__Records for this exercise__.
· · · · ·
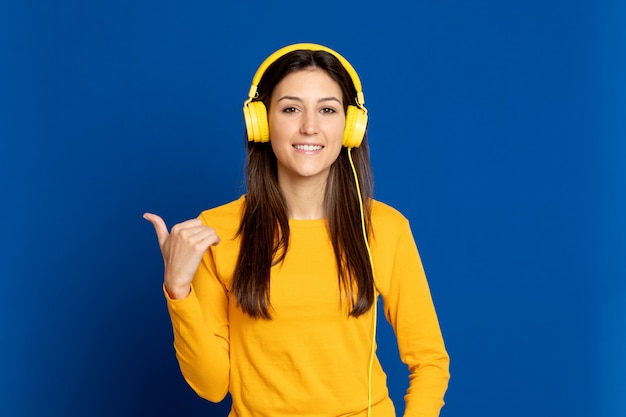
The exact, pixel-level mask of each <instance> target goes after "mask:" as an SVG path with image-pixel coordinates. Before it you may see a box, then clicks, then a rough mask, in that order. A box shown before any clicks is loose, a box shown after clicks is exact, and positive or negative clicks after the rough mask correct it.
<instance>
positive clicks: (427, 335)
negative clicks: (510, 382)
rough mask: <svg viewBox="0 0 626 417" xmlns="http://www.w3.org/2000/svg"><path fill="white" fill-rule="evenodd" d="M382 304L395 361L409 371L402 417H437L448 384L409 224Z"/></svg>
mask: <svg viewBox="0 0 626 417" xmlns="http://www.w3.org/2000/svg"><path fill="white" fill-rule="evenodd" d="M383 301H384V305H385V316H386V317H387V320H388V321H389V322H390V323H391V325H392V326H393V328H394V330H395V333H396V337H397V340H398V349H399V352H400V359H401V360H402V362H404V363H405V364H406V365H407V366H408V368H409V371H410V375H409V388H408V390H407V393H406V395H405V403H406V409H405V414H404V415H405V417H409V416H410V417H437V416H439V413H440V411H441V407H443V405H444V401H443V397H444V394H445V392H446V390H447V387H448V380H449V379H450V374H449V356H448V354H447V352H446V349H445V346H444V341H443V337H442V334H441V330H440V327H439V321H438V319H437V315H436V312H435V307H434V305H433V301H432V297H431V293H430V289H429V286H428V282H427V280H426V276H425V273H424V269H423V266H422V262H421V259H420V256H419V253H418V250H417V246H416V244H415V240H414V239H413V235H412V233H411V230H410V227H409V224H408V221H406V223H405V227H404V228H403V229H402V230H401V232H400V234H399V235H398V240H397V245H396V247H395V254H394V255H393V262H392V264H391V275H390V278H389V288H388V292H387V293H386V294H383Z"/></svg>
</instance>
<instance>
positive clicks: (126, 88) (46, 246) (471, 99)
mask: <svg viewBox="0 0 626 417" xmlns="http://www.w3.org/2000/svg"><path fill="white" fill-rule="evenodd" d="M209 3H210V2H205V1H190V2H182V3H181V2H173V1H154V0H153V1H135V2H129V1H120V0H112V1H109V2H106V3H101V4H100V3H95V2H82V1H77V0H76V1H69V0H65V1H62V2H44V1H30V2H9V1H5V2H2V3H1V4H0V54H1V55H0V196H1V198H2V203H1V204H0V216H1V217H0V220H2V230H3V233H2V239H0V256H1V258H0V278H1V281H0V282H1V283H2V286H1V289H0V326H1V327H0V331H1V334H2V343H1V344H0V370H1V371H0V415H3V416H11V417H13V416H15V417H18V416H19V417H22V416H40V415H46V416H83V415H89V416H111V415H115V416H137V415H154V416H158V415H185V416H206V415H215V416H219V415H225V414H226V410H227V409H228V404H227V403H225V404H220V405H213V404H210V403H208V402H205V401H203V400H201V399H199V398H198V397H196V396H195V394H194V393H193V392H191V390H190V389H189V388H188V387H187V386H186V385H185V383H184V382H183V379H182V377H181V376H180V373H179V371H178V368H177V365H176V362H175V358H174V353H173V349H172V336H171V330H170V327H169V326H170V325H169V319H168V316H167V312H166V309H165V303H164V300H163V297H162V294H161V289H160V285H161V275H162V266H161V259H160V254H159V252H158V248H157V244H156V239H155V237H154V232H153V230H152V228H151V226H150V225H149V224H147V223H146V222H145V221H144V220H142V218H141V214H142V213H143V212H144V211H155V212H158V213H160V214H162V215H163V216H164V217H165V218H166V220H167V221H168V222H169V223H175V222H178V221H181V220H184V219H187V218H190V217H193V216H195V215H196V214H197V213H198V212H199V211H201V210H203V209H205V208H207V207H211V206H215V205H218V204H221V203H223V202H226V201H228V200H230V199H233V198H236V197H237V196H238V195H239V194H240V193H241V192H242V191H243V186H242V179H241V178H242V170H243V162H244V152H243V144H242V135H243V129H244V127H243V121H242V116H241V104H242V102H243V99H244V98H245V95H246V93H247V89H248V86H249V83H250V80H251V77H252V75H253V72H254V70H255V69H256V66H257V65H258V64H259V63H260V62H261V60H262V59H263V58H265V56H266V55H268V54H269V53H270V52H272V51H273V50H274V49H277V48H278V47H281V46H283V45H285V44H288V43H292V42H298V41H314V42H318V43H324V44H327V45H329V46H331V47H333V48H335V49H337V50H338V51H340V52H341V53H342V54H344V55H345V56H346V57H347V58H348V59H349V60H350V61H351V62H352V64H353V65H354V66H355V67H356V68H357V70H358V71H359V74H360V75H361V78H362V81H363V84H364V90H365V95H366V100H367V107H368V109H369V111H370V131H369V132H370V141H371V147H372V159H373V163H374V169H375V176H376V196H377V198H379V199H381V200H383V201H386V202H388V203H390V204H392V205H394V206H395V207H397V208H398V209H400V210H401V211H402V212H403V213H405V215H406V216H407V217H408V218H409V219H410V220H411V222H412V225H413V229H414V233H415V236H416V238H417V242H418V245H419V247H420V250H421V252H422V257H423V260H424V263H425V267H426V270H427V274H428V276H429V279H430V283H431V288H432V291H433V295H434V298H435V302H436V306H437V308H438V311H439V314H440V321H441V325H442V328H443V331H444V335H445V338H446V342H447V346H448V348H449V351H450V354H451V357H452V366H451V371H452V380H451V383H450V389H449V391H448V394H447V397H446V401H447V405H446V406H445V407H444V409H443V411H442V416H444V417H446V416H483V417H491V416H494V417H495V416H502V415H506V416H509V417H516V416H520V417H521V416H529V415H532V416H555V415H560V416H570V417H587V416H606V417H617V416H624V415H626V400H624V392H626V377H625V375H626V361H625V360H624V354H623V353H624V352H625V351H626V337H625V334H626V332H625V330H626V319H625V317H626V307H625V306H626V284H625V282H624V278H625V277H626V261H625V260H624V259H625V258H626V256H625V255H626V226H625V225H626V222H625V221H624V213H626V198H625V197H626V195H625V191H624V190H626V168H624V161H625V160H626V159H625V158H626V142H625V139H626V122H625V119H626V117H625V116H626V81H625V78H624V74H625V73H626V29H624V28H625V27H626V26H625V25H624V22H625V21H626V7H625V6H624V3H623V2H620V1H618V0H613V1H591V0H584V1H583V0H580V1H577V0H574V1H559V0H557V1H551V2H542V1H537V0H527V1H523V2H521V1H519V2H518V1H514V2H502V1H494V0H479V1H477V2H462V1H457V2H451V1H419V2H412V1H406V2H394V1H387V2H382V3H379V2H371V3H367V2H366V3H364V4H358V5H356V4H354V3H348V4H343V3H337V2H330V3H329V2H326V3H307V4H303V3H289V2H277V1H271V0H268V1H266V2H241V1H239V2H230V3H229V4H227V3H228V2H223V4H220V5H219V6H215V5H211V4H209ZM379 344H380V354H381V356H382V359H383V361H384V363H385V364H386V366H387V368H388V370H389V373H390V382H391V390H392V394H393V398H394V400H395V401H396V404H397V406H398V409H399V410H402V409H403V404H402V393H403V390H404V389H405V386H406V382H407V380H406V371H405V370H404V369H403V366H402V364H400V363H399V362H398V360H397V359H396V357H395V347H394V341H393V335H392V333H391V332H390V330H389V328H388V327H382V328H381V330H380V334H379Z"/></svg>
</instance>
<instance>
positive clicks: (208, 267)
mask: <svg viewBox="0 0 626 417" xmlns="http://www.w3.org/2000/svg"><path fill="white" fill-rule="evenodd" d="M215 269H216V268H215V265H214V262H213V257H212V250H211V249H210V250H209V251H207V252H206V253H205V255H204V257H203V259H202V262H201V263H200V265H199V267H198V270H197V271H196V275H195V277H194V280H193V282H192V286H191V293H190V294H189V296H187V298H185V299H182V300H173V299H171V298H170V297H169V296H168V294H167V291H165V289H164V292H165V297H166V299H167V306H168V311H169V314H170V318H171V320H172V328H173V332H174V349H175V350H176V358H177V359H178V363H179V366H180V369H181V372H182V374H183V376H184V378H185V380H186V381H187V383H188V384H189V386H191V388H192V389H193V390H194V391H195V392H196V393H197V394H198V395H199V396H201V397H202V398H205V399H207V400H209V401H212V402H219V401H221V400H222V399H223V398H224V397H225V396H226V394H227V392H228V387H229V380H230V355H229V326H228V293H227V291H226V288H225V287H224V285H223V284H222V282H221V281H220V280H219V279H218V278H217V274H216V270H215Z"/></svg>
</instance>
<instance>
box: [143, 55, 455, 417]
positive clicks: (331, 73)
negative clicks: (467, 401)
mask: <svg viewBox="0 0 626 417" xmlns="http://www.w3.org/2000/svg"><path fill="white" fill-rule="evenodd" d="M244 114H245V118H246V126H247V136H248V140H249V141H248V161H247V163H248V165H247V170H248V172H247V174H248V190H247V194H246V195H244V196H242V197H240V198H239V199H237V200H236V201H233V202H230V203H228V204H225V205H223V206H220V207H217V208H214V209H211V210H207V211H205V212H203V213H202V214H201V215H200V216H199V218H197V219H193V220H188V221H186V222H183V223H180V224H178V225H175V226H174V227H173V228H172V229H171V232H170V231H168V228H167V226H166V224H165V222H164V221H163V220H162V219H161V218H160V217H159V216H157V215H154V214H149V213H147V214H145V216H144V217H145V218H146V219H147V220H149V221H150V222H152V224H153V225H154V227H155V230H156V233H157V237H158V241H159V245H160V247H161V251H162V253H163V258H164V262H165V280H164V291H165V296H166V298H167V303H168V309H169V313H170V316H171V319H172V325H173V329H174V347H175V349H176V356H177V359H178V362H179V364H180V368H181V370H182V373H183V375H184V377H185V379H186V380H187V382H188V383H189V385H190V386H191V387H192V388H193V389H194V390H195V391H196V392H197V393H198V394H199V395H200V396H201V397H203V398H206V399H208V400H210V401H214V402H218V401H221V400H222V399H223V398H224V397H225V396H226V394H227V393H228V392H230V394H231V397H232V411H231V413H230V416H232V417H244V416H267V417H281V416H329V417H330V416H333V417H334V416H369V415H371V416H376V417H389V416H395V411H394V406H393V404H392V402H391V399H390V398H389V395H388V390H387V385H386V376H385V373H384V371H383V369H382V368H381V366H380V363H379V362H378V360H377V358H376V356H375V322H376V299H377V297H378V295H380V296H381V297H382V299H383V305H384V314H385V316H386V318H387V320H388V321H389V322H390V323H391V325H392V326H393V328H394V330H395V333H396V336H397V342H398V347H399V351H400V355H401V359H402V361H403V362H405V363H406V364H407V366H408V367H409V370H410V377H409V379H410V380H409V387H408V390H407V394H406V396H405V401H406V411H405V416H429V417H435V416H438V415H439V411H440V409H441V407H442V405H443V396H444V393H445V391H446V388H447V384H448V379H449V373H448V363H449V359H448V355H447V353H446V350H445V347H444V343H443V339H442V336H441V331H440V329H439V324H438V321H437V317H436V314H435V309H434V307H433V302H432V299H431V295H430V292H429V288H428V284H427V281H426V277H425V276H424V271H423V268H422V264H421V261H420V257H419V254H418V251H417V248H416V245H415V242H414V240H413V237H412V234H411V230H410V227H409V223H408V221H407V220H406V219H405V218H404V217H403V216H402V215H401V214H400V213H399V212H397V211H396V210H394V209H393V208H391V207H389V206H387V205H385V204H383V203H381V202H378V201H376V200H373V199H372V190H371V179H372V178H371V170H370V161H369V153H368V146H367V135H366V132H365V130H366V124H367V113H366V110H365V108H364V107H363V93H362V91H361V85H360V81H359V79H358V76H357V74H356V72H355V71H354V69H353V68H352V66H351V65H350V64H349V63H348V62H347V61H346V60H345V59H344V58H343V57H341V56H340V55H339V54H337V53H336V52H334V51H332V50H330V49H328V48H326V47H323V46H320V45H315V44H296V45H292V46H288V47H286V48H283V49H281V50H279V51H277V52H276V53H274V54H273V55H271V56H270V57H269V58H268V59H267V60H266V61H265V62H264V63H263V64H262V65H261V67H260V68H259V70H258V71H257V73H256V75H255V77H254V79H253V83H252V87H251V89H250V93H249V99H248V100H247V101H246V103H245V105H244Z"/></svg>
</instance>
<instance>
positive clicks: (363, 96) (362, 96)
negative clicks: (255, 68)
mask: <svg viewBox="0 0 626 417" xmlns="http://www.w3.org/2000/svg"><path fill="white" fill-rule="evenodd" d="M299 50H305V51H324V52H328V53H329V54H331V55H333V56H334V57H335V58H337V59H338V60H339V62H340V63H341V65H342V66H343V67H344V68H345V70H346V71H347V72H348V74H349V75H350V78H351V79H352V84H354V88H355V89H356V104H357V106H359V107H360V108H364V107H363V105H364V104H365V96H364V95H363V87H361V80H360V79H359V75H358V74H357V72H356V71H355V69H354V67H353V66H352V65H351V64H350V63H349V62H348V60H347V59H345V58H344V57H343V56H341V55H340V54H339V53H338V52H336V51H333V50H332V49H330V48H328V47H326V46H323V45H319V44H316V43H296V44H293V45H288V46H285V47H283V48H281V49H279V50H277V51H276V52H274V53H273V54H271V55H270V56H268V57H267V58H266V59H265V61H263V62H262V63H261V65H260V66H259V69H257V71H256V73H255V74H254V77H253V78H252V85H251V86H250V90H249V91H248V98H249V99H250V100H254V99H255V98H257V96H258V92H257V88H258V86H259V82H260V81H261V78H262V77H263V74H265V71H266V70H267V68H268V67H269V66H270V65H272V64H273V63H274V62H275V61H276V60H277V59H279V58H280V57H282V56H283V55H286V54H288V53H289V52H293V51H299Z"/></svg>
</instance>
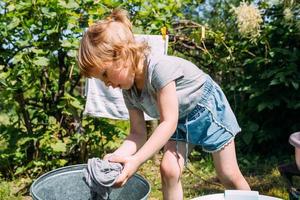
· · · · ·
__Exercise objective__.
The word is "positive". Copy every line above where it appears.

__Response__.
The exact, pixel-level mask of each <instance> target goes after "mask:" as an SVG path with image-pixel coordinates. Before it you may see a box, then clicks, then a rough mask, in that order. A box shown before any clicks is loose, a box shown after clicks is exact, and positive or negative clicks after the rough mask correct it.
positive clicks: (427, 335)
positive clicks: (126, 88) (46, 246) (471, 99)
positive clicks: (208, 267)
positive clicks: (331, 73)
positive clicks: (363, 96) (362, 96)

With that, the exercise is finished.